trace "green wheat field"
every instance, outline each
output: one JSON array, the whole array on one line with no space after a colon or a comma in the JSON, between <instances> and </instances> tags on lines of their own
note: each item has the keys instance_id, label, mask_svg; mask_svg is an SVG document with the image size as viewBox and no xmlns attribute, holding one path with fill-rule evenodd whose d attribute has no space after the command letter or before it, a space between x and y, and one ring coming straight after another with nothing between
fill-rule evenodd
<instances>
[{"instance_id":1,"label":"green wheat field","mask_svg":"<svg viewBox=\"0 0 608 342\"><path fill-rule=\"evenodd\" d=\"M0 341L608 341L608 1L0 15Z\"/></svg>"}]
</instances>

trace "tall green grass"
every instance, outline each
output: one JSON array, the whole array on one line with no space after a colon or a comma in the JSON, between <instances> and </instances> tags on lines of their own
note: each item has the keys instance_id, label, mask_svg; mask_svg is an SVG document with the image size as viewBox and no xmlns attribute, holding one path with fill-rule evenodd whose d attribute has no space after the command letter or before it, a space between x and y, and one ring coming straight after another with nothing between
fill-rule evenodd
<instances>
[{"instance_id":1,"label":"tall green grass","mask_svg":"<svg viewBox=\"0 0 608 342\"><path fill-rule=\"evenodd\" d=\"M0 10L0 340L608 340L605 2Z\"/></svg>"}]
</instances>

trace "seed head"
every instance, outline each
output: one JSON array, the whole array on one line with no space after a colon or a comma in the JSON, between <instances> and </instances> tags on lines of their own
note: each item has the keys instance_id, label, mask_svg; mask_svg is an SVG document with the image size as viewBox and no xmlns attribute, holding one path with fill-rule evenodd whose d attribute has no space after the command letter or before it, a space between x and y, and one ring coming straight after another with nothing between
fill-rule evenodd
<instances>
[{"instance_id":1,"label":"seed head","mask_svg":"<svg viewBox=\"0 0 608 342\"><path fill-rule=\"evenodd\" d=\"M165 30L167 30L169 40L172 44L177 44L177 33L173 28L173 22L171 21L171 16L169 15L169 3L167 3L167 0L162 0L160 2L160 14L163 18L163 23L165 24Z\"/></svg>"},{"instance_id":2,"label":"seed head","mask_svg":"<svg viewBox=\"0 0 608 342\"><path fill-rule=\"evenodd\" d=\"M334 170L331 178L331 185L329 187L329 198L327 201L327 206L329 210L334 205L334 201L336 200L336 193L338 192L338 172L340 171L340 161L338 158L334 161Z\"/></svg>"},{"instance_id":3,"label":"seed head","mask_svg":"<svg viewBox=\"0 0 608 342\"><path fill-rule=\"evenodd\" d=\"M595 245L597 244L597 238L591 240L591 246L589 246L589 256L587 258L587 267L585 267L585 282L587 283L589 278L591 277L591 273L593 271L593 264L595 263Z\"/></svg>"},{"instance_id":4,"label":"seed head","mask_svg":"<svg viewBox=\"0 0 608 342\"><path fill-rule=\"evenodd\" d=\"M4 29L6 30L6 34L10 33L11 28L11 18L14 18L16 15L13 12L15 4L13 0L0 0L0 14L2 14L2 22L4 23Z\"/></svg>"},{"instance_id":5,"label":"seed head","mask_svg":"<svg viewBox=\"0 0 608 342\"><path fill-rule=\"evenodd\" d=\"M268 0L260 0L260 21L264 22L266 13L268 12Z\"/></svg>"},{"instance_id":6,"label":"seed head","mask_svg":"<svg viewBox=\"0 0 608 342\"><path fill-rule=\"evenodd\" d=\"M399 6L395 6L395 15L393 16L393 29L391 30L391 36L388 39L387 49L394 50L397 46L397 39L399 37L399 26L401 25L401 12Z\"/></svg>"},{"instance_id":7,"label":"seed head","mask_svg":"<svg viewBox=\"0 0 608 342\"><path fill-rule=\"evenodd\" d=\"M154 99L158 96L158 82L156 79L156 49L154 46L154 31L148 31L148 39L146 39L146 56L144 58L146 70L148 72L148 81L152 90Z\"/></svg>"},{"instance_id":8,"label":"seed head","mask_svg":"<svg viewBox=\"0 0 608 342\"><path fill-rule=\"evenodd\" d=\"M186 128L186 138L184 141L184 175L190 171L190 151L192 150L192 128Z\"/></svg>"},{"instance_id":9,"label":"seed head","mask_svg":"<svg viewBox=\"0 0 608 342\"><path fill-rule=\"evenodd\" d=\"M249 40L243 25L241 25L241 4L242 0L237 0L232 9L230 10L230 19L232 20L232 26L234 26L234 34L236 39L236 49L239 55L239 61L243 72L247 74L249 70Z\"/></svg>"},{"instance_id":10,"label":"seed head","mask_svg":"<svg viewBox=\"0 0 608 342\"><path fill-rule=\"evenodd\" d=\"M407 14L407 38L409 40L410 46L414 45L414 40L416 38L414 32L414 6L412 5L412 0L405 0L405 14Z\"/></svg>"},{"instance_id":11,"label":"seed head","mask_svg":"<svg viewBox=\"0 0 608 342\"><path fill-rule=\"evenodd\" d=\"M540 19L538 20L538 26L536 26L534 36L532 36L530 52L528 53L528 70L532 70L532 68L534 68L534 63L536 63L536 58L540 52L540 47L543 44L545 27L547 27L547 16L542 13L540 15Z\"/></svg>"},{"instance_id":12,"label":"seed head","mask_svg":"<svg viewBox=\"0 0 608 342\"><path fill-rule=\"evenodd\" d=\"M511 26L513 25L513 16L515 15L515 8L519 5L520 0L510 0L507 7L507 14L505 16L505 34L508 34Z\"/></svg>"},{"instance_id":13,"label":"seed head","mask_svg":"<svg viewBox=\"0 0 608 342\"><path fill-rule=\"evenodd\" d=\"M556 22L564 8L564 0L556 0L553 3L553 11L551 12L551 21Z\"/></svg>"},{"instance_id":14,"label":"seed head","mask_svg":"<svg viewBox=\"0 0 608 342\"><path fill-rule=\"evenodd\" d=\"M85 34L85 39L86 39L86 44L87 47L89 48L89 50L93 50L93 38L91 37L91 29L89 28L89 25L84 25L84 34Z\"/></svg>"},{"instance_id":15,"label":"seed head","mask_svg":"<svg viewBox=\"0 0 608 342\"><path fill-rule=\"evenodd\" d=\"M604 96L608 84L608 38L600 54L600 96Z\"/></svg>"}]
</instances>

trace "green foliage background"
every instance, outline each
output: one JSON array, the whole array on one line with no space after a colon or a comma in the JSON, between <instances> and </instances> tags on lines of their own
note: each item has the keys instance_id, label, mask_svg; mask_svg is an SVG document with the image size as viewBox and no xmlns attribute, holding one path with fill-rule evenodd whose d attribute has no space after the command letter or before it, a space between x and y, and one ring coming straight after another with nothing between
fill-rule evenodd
---
### YOUR INSTRUCTIONS:
Only lines that include "trace" belong in the answer; copy all of them from the listing.

### RESULT FOR THIS TASK:
trace "green wheat field"
trace "tall green grass"
trace "seed head"
trace "green foliage background"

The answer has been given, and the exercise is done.